## TASK
In each of the rows below, change "place a marker" to "put a dot" and reproduce the lines otherwise unchanged. Leave the pictures out of your answer.

## MATERIAL FOR THIS EXERCISE
--------

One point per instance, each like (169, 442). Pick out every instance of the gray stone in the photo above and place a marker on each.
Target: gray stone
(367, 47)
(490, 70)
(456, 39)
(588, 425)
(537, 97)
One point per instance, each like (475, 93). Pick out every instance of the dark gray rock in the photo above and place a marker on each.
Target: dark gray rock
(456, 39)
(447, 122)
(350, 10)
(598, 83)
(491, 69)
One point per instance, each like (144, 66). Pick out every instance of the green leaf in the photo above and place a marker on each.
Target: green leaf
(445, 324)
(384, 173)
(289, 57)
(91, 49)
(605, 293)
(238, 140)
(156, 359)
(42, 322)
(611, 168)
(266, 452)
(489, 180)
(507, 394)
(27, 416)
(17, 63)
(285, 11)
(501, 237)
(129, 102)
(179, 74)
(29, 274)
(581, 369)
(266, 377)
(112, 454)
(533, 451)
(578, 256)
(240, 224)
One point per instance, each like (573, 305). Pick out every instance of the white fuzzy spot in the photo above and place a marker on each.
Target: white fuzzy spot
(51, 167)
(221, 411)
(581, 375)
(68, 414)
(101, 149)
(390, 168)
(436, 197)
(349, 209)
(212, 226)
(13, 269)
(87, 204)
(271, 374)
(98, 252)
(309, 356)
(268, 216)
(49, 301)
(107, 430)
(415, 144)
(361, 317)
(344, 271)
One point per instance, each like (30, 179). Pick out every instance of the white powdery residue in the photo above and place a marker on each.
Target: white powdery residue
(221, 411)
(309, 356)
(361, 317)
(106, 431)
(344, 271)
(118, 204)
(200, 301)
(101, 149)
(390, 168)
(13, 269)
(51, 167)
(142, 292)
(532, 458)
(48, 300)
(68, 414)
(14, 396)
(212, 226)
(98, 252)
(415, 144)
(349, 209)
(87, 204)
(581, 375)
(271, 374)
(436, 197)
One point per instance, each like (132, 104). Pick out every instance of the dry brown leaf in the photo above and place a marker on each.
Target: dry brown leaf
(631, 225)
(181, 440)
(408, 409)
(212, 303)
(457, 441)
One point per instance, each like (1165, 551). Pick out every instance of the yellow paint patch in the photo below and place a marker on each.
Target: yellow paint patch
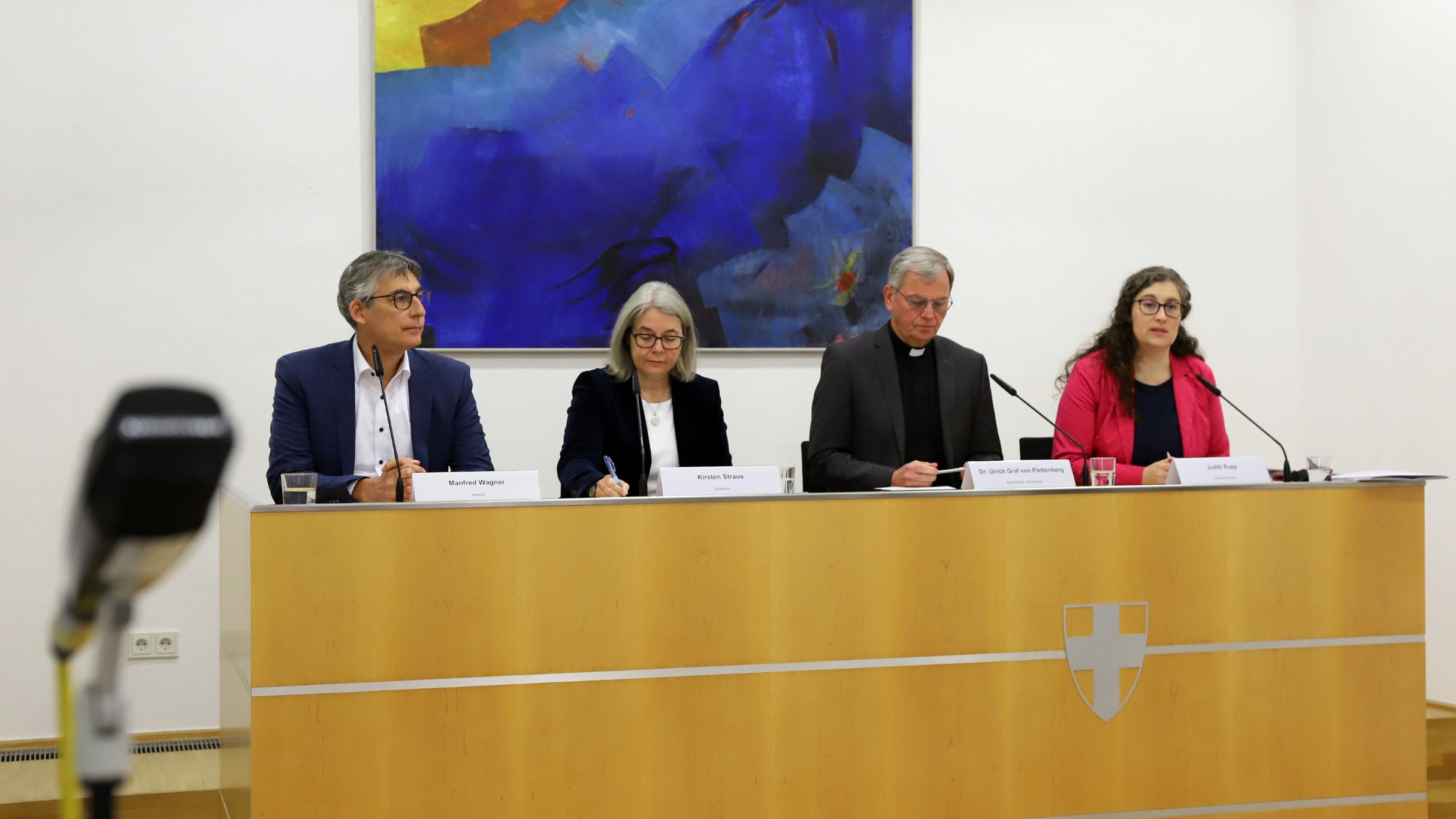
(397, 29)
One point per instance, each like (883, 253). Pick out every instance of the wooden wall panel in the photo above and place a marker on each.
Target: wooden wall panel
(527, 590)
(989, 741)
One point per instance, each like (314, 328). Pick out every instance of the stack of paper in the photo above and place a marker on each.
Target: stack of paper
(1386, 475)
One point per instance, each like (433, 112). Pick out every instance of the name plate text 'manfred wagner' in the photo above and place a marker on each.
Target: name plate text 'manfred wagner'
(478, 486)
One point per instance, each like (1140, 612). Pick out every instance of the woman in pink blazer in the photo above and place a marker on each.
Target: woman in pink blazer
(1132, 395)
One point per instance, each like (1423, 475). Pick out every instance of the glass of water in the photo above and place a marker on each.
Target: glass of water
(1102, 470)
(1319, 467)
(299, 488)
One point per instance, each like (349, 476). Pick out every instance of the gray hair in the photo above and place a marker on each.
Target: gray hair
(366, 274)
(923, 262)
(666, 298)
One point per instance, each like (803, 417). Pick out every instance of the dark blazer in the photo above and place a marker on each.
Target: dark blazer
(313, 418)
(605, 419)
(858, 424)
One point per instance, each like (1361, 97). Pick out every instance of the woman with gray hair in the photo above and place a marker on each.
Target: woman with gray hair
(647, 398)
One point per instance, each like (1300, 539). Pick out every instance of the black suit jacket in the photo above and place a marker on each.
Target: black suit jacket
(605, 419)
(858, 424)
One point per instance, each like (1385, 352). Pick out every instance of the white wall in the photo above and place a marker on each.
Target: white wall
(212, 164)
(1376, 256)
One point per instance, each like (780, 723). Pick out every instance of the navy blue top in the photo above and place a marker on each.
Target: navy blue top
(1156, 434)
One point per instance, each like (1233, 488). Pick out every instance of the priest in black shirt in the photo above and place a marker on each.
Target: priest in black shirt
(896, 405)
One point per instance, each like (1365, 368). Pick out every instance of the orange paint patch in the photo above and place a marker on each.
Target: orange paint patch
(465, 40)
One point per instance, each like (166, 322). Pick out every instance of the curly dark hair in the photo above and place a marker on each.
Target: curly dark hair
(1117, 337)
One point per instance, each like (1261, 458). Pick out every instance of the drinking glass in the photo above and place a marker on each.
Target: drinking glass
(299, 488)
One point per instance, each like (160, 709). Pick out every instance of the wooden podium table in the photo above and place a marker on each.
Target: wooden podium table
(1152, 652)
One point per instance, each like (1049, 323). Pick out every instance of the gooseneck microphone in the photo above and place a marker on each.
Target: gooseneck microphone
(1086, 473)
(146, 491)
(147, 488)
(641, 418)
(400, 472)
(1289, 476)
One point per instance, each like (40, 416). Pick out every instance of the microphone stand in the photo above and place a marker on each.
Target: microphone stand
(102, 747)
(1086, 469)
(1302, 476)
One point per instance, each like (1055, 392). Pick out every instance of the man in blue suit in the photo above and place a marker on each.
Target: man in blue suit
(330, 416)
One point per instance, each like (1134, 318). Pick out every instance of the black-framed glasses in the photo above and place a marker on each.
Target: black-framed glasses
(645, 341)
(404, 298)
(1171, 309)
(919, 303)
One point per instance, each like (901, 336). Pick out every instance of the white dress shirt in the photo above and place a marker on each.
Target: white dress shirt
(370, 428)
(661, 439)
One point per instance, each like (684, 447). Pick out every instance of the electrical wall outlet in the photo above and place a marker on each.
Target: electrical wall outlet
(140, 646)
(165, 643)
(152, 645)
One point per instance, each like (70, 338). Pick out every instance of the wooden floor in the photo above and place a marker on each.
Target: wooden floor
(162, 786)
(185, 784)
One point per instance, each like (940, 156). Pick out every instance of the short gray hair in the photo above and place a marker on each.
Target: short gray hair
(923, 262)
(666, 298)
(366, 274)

--------

## RIGHT ANSWER
One point per instance, each like (169, 442). Pick out every instance of the gray stone in the photo above and put a dot on each.
Target: gray stone
(367, 47)
(490, 70)
(456, 39)
(588, 425)
(537, 97)
One point per instance, each like (475, 93). Pick out every instance of the dark gray rock in the photo above and put a dot on each.
Target: dark gray rock
(456, 39)
(447, 122)
(350, 10)
(598, 83)
(491, 69)
One point per instance, each like (144, 66). Pick out every instance of the green leaf in the photo above and put a dot on each.
Target: green leaf
(445, 324)
(384, 173)
(289, 57)
(91, 49)
(605, 293)
(238, 140)
(156, 359)
(42, 322)
(611, 168)
(266, 452)
(489, 180)
(507, 394)
(27, 416)
(17, 63)
(285, 11)
(501, 237)
(129, 102)
(179, 74)
(29, 274)
(581, 369)
(266, 377)
(112, 454)
(533, 451)
(578, 256)
(240, 224)
One point per instance, each like (573, 305). Pick out every instance of the white fuzzy spot in the photo above and put a dot on each.
Target: white fuzzy spot
(51, 167)
(221, 411)
(581, 375)
(68, 414)
(101, 149)
(390, 168)
(436, 197)
(349, 209)
(212, 226)
(13, 269)
(87, 204)
(271, 374)
(98, 252)
(309, 356)
(268, 216)
(49, 301)
(107, 430)
(415, 144)
(361, 317)
(344, 271)
One point per instance, each like (30, 179). Pick out every instance of the white powdery residue in the photo above and put a dot on each.
Target: white powdery residue
(221, 411)
(309, 356)
(361, 317)
(106, 431)
(344, 271)
(118, 204)
(200, 301)
(101, 149)
(390, 168)
(13, 269)
(51, 167)
(142, 292)
(532, 458)
(48, 300)
(68, 414)
(14, 396)
(212, 226)
(98, 252)
(415, 144)
(349, 209)
(87, 204)
(581, 375)
(271, 374)
(436, 197)
One point per instance, each like (132, 104). Pick out every instance of the dry brown leaf in the photo above and put a dot on each.
Target: dry brown leaf
(631, 225)
(181, 440)
(408, 409)
(212, 303)
(457, 441)
One point per instance, each like (1165, 551). Pick out every instance of the yellow paint patch in the photo below and put a dot on each.
Target: yellow paint patch
(397, 29)
One point per instance, each like (883, 253). Pick out every instance of the wooden wall panel in the photo above and put a dot on each.
Target: wooden wall panel
(527, 590)
(989, 741)
One point per instance, each like (314, 328). Pick out every instance of the stack of paper in the photo above and put a dot on each.
Target: stack of paper
(1386, 475)
One point per instance, each like (433, 112). Pick out every instance of the name plate text 'manfred wagner' in the photo above and put a dot on each.
Target: name plate text 'manfred wagner'
(478, 486)
One point per instance, each like (1140, 612). Pick out every instance of the woman in pink blazer in the photo above and put a dot on each.
Target: woman in pink blazer
(1132, 395)
One point per instance, each like (1423, 475). Pick out every instance of the glass of water in the photo above and put a dot on each.
Target: glass of water
(1102, 470)
(1319, 467)
(299, 488)
One point per instance, each like (349, 476). Pick out every instance of the gray hair in the photo above and put a dot on each.
Target: gray hair
(366, 274)
(923, 262)
(666, 298)
One point per instance, each like (803, 417). Pick out every instance of the dark blazer in the photo above and put a dot on each.
Target: dark blazer
(313, 418)
(605, 419)
(858, 424)
One point per instance, each like (1361, 97). Pick out every instance of the woman with gray hair in the photo above and put a dot on each.
Target: woman with gray hair
(647, 398)
One point per instance, each like (1300, 539). Pick out every instance of the black suit jacket in the photo above and put a dot on each.
Target: black suit jacket
(605, 419)
(858, 424)
One point per instance, each like (1385, 352). Pick out every instance of the white wall in the photo above and put a dot on each.
Target: white wall
(212, 164)
(1376, 256)
One point per instance, each like (780, 723). Pick out every instance of the navy blue top in the photo above and put a dot on each.
Target: navy blue top
(1156, 434)
One point per instance, each like (1233, 488). Pick out every instance of the priest in black shirt in the photo above and put a dot on each.
Target: priest in black shirt
(896, 405)
One point per instance, each like (1365, 368). Pick out every instance of the orange paint patch in the photo above and put a dot on each.
Target: orange paint patch
(465, 40)
One point per instance, each like (166, 322). Pick out every instance of the curly dark hair in the photo above and put a dot on each.
Target: curly dark hair
(1117, 337)
One point per instance, each like (1261, 458). Pick out every instance of the drinking glass in the photo above and put a dot on each.
Target: drinking glass
(299, 488)
One point per instance, each like (160, 709). Pick out every instance of the wooden podium table in the photo above and put a dot on each.
Target: wooden podium table
(1152, 652)
One point per instance, each like (1049, 323). Pick out every instance of the gooseneck microphone in the photo above and put a dot on each.
Target: gooseneck microphone
(1086, 473)
(146, 491)
(147, 488)
(641, 418)
(400, 472)
(1289, 476)
One point per instance, each like (40, 416). Pick out every instance of the microphone stand in the photo above and put a dot on each.
Target: microphone stand
(102, 747)
(1086, 469)
(1302, 476)
One point per instance, each like (1055, 392). Pick out every instance of the man in blue suit in the photo above and put a dot on each.
Target: man in blue suit
(330, 416)
One point per instance, each like (1134, 318). Pick out every instance of the black-framed glasses in the photo above and put a dot on each.
Target: black-framed glasses
(645, 341)
(404, 298)
(1171, 309)
(919, 303)
One point per instance, each like (901, 336). Pick out every instance of the white dress shirt in the photo above and put a dot on each.
Target: white dress shirt
(370, 428)
(661, 439)
One point per instance, each like (684, 447). Pick out every instance of the electrical wall outlet in the photo above and put a dot on each.
Target: electrical wall outlet
(140, 646)
(165, 643)
(152, 645)
One point per instance, each like (70, 338). Pick out every instance of the wooden floor in the photo above and put a dot on each.
Target: wooden floor
(162, 786)
(185, 784)
One point per instance, each like (940, 156). Pick out every instance of the short gray hair in the photo above and put a dot on each.
Target: short gray hair
(923, 262)
(666, 298)
(366, 274)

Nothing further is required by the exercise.